DATA FOR THIS TASK
↓↓↓

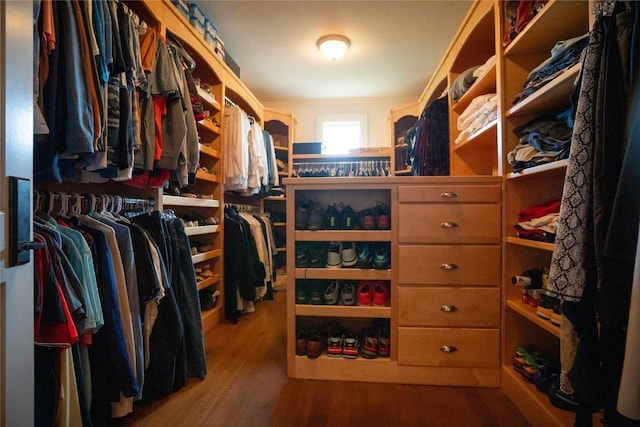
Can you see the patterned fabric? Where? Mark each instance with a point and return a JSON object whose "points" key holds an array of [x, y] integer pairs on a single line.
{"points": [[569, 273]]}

↑↑↑
↓↓↓

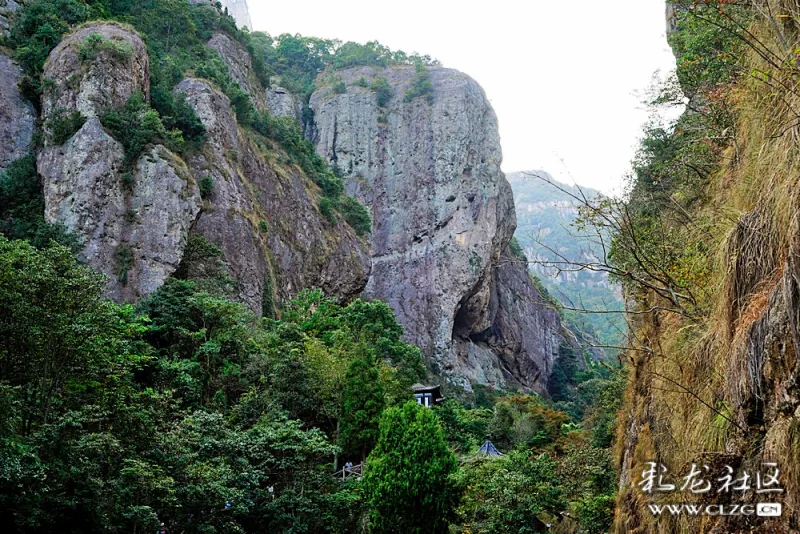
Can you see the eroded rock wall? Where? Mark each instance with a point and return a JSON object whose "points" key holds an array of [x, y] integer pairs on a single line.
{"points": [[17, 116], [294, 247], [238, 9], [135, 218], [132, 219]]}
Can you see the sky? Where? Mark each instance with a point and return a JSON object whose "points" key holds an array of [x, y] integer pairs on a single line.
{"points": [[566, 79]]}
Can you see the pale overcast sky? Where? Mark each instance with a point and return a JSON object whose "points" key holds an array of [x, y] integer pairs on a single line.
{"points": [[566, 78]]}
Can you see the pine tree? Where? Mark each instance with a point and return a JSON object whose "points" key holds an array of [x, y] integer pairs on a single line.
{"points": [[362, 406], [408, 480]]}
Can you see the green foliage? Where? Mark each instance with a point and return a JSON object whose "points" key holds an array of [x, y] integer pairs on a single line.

↑↑↑
↓↓↓

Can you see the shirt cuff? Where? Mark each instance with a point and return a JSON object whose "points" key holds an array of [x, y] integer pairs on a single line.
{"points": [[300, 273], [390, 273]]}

↑↑↑

YOUR GOAL
Could you restate word for word the lines above, from the one that contains "Can you see the pale" through the one that contains "Can you see the green", and no others?

WRITTEN ANSWER
Can you see the pale overcast sky? Where? Mark each instance with a point and return a JSON object whose "points" key holds an array of [x, y] integer pairs on a single line.
{"points": [[566, 78]]}
Can you see the pine tree? Where? Mark each instance with a point and return a JSON object whose "points" key holds an array of [x, y] integer pairs on a single line.
{"points": [[362, 406], [408, 480]]}
Can you see the green foliage? Where? Mark each instance with a point and return a JSON object whose "points" key holds an array of [x, y] integer pairs on a single line.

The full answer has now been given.